*** Opening of INPUT ***
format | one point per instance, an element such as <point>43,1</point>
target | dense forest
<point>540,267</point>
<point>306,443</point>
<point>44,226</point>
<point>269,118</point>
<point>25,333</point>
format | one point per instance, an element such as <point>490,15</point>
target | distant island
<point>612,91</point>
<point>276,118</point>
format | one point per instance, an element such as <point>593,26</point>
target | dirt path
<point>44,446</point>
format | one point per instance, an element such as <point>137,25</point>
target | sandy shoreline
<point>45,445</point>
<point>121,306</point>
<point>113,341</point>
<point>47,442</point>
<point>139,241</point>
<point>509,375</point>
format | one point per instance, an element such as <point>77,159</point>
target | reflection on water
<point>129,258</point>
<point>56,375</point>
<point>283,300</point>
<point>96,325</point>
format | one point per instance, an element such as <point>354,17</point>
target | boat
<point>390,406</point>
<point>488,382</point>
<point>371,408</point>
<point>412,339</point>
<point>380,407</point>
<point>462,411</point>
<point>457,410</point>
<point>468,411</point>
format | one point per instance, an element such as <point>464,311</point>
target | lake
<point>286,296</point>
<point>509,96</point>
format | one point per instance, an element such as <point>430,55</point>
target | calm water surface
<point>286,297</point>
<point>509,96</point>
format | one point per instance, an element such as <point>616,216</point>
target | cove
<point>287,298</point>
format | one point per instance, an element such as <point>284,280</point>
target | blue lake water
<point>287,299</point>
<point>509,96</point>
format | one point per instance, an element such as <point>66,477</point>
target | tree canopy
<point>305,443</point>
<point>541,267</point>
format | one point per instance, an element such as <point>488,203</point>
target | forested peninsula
*** Close of INPUT ***
*WORK TO BE COMPLETED*
For every record above, print an exact copy.

*RESPONSE TO THIS EXERCISE*
format | one point per instance, an element such as <point>43,1</point>
target | dense forest
<point>540,267</point>
<point>306,443</point>
<point>44,226</point>
<point>269,118</point>
<point>25,333</point>
format | one point per instance, an element such as <point>490,15</point>
target | distant island
<point>612,91</point>
<point>276,118</point>
format | one point per instance, an element such as <point>593,26</point>
target | dirt path
<point>44,446</point>
format | one point per instance, an element such as <point>137,25</point>
target | sandy shoreline
<point>45,445</point>
<point>121,306</point>
<point>113,341</point>
<point>47,442</point>
<point>139,241</point>
<point>509,375</point>
format | one point per instance, an element such as <point>77,159</point>
target | reflection on water
<point>129,258</point>
<point>56,375</point>
<point>283,300</point>
<point>96,325</point>
format | one point per instance, an element such as <point>354,17</point>
target | boat
<point>390,406</point>
<point>488,382</point>
<point>371,408</point>
<point>412,339</point>
<point>380,407</point>
<point>462,411</point>
<point>457,410</point>
<point>468,411</point>
format | one point per instance, an element such as <point>464,311</point>
target | lake
<point>286,296</point>
<point>509,96</point>
format | one point per instance, an element such as <point>430,55</point>
target | calm water surface
<point>286,297</point>
<point>509,96</point>
format | one point per instance, an element such as <point>616,216</point>
target | cove
<point>287,298</point>
format | one point per instance, an element such as <point>284,280</point>
target | blue lake water
<point>287,299</point>
<point>509,96</point>
format | one point per instance, an element such as <point>66,477</point>
target | tree canopy
<point>305,443</point>
<point>541,267</point>
format | one point per instance, an element such as <point>488,203</point>
target | forested peninsula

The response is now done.